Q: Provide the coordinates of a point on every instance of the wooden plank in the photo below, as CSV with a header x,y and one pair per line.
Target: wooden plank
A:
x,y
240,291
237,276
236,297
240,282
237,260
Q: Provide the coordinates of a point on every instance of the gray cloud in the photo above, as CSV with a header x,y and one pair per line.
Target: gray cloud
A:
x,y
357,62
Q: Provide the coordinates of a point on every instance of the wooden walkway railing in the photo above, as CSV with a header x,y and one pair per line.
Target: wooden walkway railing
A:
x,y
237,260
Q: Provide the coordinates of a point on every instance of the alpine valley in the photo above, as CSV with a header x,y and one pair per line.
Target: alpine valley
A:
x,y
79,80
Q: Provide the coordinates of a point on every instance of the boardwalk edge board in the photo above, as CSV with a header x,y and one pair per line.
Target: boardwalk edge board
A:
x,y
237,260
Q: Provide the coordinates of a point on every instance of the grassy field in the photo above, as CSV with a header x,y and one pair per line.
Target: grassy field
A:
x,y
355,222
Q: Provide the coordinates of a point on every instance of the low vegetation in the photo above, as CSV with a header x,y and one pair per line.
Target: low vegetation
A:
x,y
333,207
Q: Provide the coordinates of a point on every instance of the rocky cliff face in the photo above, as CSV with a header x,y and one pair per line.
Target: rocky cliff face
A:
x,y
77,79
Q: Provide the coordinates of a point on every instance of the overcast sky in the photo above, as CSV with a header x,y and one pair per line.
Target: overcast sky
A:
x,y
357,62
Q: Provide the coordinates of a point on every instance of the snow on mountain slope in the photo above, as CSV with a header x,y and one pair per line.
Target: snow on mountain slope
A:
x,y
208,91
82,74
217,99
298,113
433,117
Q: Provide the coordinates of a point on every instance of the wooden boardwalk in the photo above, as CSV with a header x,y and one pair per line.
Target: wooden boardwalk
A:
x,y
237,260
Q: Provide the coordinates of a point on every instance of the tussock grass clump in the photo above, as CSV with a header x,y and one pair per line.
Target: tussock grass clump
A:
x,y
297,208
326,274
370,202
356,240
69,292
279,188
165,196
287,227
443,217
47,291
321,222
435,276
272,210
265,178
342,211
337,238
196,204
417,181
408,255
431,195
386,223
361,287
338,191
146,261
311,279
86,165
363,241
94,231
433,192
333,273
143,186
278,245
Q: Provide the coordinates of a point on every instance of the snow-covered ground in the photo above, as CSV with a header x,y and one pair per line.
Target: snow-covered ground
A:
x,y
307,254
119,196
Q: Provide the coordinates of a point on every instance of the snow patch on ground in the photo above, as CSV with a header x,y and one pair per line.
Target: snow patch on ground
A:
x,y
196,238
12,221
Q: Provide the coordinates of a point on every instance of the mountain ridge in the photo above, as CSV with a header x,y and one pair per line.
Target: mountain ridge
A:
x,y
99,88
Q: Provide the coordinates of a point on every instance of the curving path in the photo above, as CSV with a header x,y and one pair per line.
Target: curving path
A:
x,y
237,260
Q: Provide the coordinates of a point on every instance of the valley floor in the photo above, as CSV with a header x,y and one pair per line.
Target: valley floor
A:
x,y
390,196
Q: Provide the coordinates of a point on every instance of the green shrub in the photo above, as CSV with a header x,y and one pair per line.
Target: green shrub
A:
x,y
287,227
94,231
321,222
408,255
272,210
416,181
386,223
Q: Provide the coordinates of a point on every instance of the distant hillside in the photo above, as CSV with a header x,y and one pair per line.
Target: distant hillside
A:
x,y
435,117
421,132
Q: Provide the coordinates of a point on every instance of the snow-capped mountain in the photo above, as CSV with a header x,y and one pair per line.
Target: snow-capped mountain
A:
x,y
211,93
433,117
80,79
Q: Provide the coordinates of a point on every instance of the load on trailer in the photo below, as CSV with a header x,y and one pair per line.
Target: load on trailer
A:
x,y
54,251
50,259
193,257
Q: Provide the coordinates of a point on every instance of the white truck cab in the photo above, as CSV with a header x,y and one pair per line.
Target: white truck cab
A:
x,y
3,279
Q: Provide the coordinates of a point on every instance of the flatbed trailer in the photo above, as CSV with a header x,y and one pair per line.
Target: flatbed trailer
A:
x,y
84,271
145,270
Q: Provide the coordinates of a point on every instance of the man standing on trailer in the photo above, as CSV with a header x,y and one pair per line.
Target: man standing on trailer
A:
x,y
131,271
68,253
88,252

※ ※ ※

- [WHAT THIS TASK INVOLVES]:
The records above should be restated word for word, please.

- [ANSWER TO THIS EXERCISE]:
Q: Provide the coordinates of a point on every instance of the wooden plank in the photo below, as CSV with a header x,y and one pair per line.
Target: wooden plank
A:
x,y
240,291
237,276
236,297
240,282
237,260
Q: Provide the coordinates of a point on every instance of the gray cloud in the photo above, as CSV with a header x,y and one pair per line.
Target: gray cloud
A:
x,y
357,62
Q: Provide the coordinates of a point on every instance of the wooden walkway railing in the photo above, as CSV with a header x,y and one pair per line.
Target: wooden walkway railing
A:
x,y
237,260
Q: Provide the coordinates of a point on every instance of the alpine valley in the photo above, as CSV with a header x,y and one pair per line.
Target: alpine valley
A:
x,y
79,80
Q: Provide the coordinates of a point on every instance of the boardwalk edge board in the photo above, as CSV with a header x,y and one pair per line.
Target: boardwalk edge board
A:
x,y
237,260
Q: Provide the coordinates of a point on every instance of the grassy field in the photo above, as CSV with a header x,y and one pair per line.
Target: grassy field
A:
x,y
355,222
Q: Provide the coordinates of a point on every instance of the low vegetation in the photo above, as CSV with a header x,y and one pair per line.
Target: low vegetation
A:
x,y
333,207
Q: Provide the coordinates of a point on every instance of the rocky cliff face in the photo above, as CSV with a header x,y and one pair per line.
Target: rocky cliff face
A:
x,y
77,79
Q: Provide the coordinates of a point on every instance of the overcast sky in the photo above, as CSV with a header x,y and one pair per line.
Target: overcast sky
A:
x,y
357,62
Q: Provide the coordinates of a point on every instance of the snow on mountain slope in the photo above, as CSV with a header x,y and one pair per line.
Target: snow on mountain slope
A:
x,y
208,91
82,74
217,99
298,113
433,117
Q: Provide the coordinates of a point on every instance of the wooden boardwalk in the photo above, as CSV with a header x,y and one pair per line.
Target: wooden boardwalk
A:
x,y
237,260
Q: Provide the coordinates of a point on every instance of the tussock grass clump in the photo above, as CSV with a header x,y and one pair per line.
Target: tussock grass clump
A:
x,y
297,208
326,274
370,202
356,240
69,292
279,188
165,196
287,227
443,217
47,291
321,222
435,276
272,210
265,178
342,211
337,238
196,204
417,181
408,255
431,195
386,223
361,287
338,191
146,261
311,279
86,165
363,241
94,231
433,192
333,273
143,186
278,245
Q: Provide the coordinates of a point on every instance of the snow-covered ground in the photo above, as CSV with a header x,y and one pair per line.
Target: snow-covered ground
A:
x,y
307,254
119,196
Q: Provide the coordinates of a point on every instance of the snow patch on ground in the photo above, as CSV with a header x,y and one pair per line.
Target: snow patch on ground
A:
x,y
196,238
12,221
Q: Provide the coordinates of a point on every instance of the mountain ridge in the photo above, as CSV with a header x,y and one pair per line.
Target: mountain ridge
A:
x,y
99,88
Q: Provide the coordinates of a point on every instance of the curving path in the photo above, as CSV with a header x,y and one pair per line.
Target: curving path
A:
x,y
237,260
Q: Provide the coordinates of a point on every instance of the valley floor in the photo above, as CSV with a header x,y and one pair per line.
Target: valley floor
A:
x,y
390,196
Q: Provide the coordinates of a point on every instance of the green shrub in the photo above, as CSV with a header x,y and one pair per line.
Target: green shrub
A:
x,y
287,227
94,231
321,222
408,255
272,210
416,181
386,223
Q: Provide the coordinates of a point on every instance of the distant hillside in the photo above, as CSV with a header x,y and one pair per line.
Target: distant hillside
A:
x,y
435,117
421,132
Q: Provide the coordinates of a point on every instance of the snow-capped mountain in the photo above, as CSV with a header x,y and one pair per line.
Target: snow-capped mountain
A:
x,y
211,93
433,117
80,79
Q: Provide the coordinates of a point on every instance of the load on trailer in the photo below, as CSV with a header x,y and one pair per line.
Target: load on trailer
A:
x,y
54,251
50,259
193,257
Q: Provide the coordinates of a point on every instance of the white truck cab in the photo above, as CSV with a header x,y and one pair per line.
Target: white truck cab
A:
x,y
3,279
Q: Provide the coordinates of a point on every instance of the flatbed trailer in the photo above, as CSV with a header x,y and one pair per line.
Target: flatbed trailer
A:
x,y
84,271
145,270
Q: Provide the coordinates of a point on every instance of the man standing on trailer in the photo above, as CSV with a header x,y and one pair per line.
Target: man standing on trailer
A:
x,y
131,271
68,253
88,252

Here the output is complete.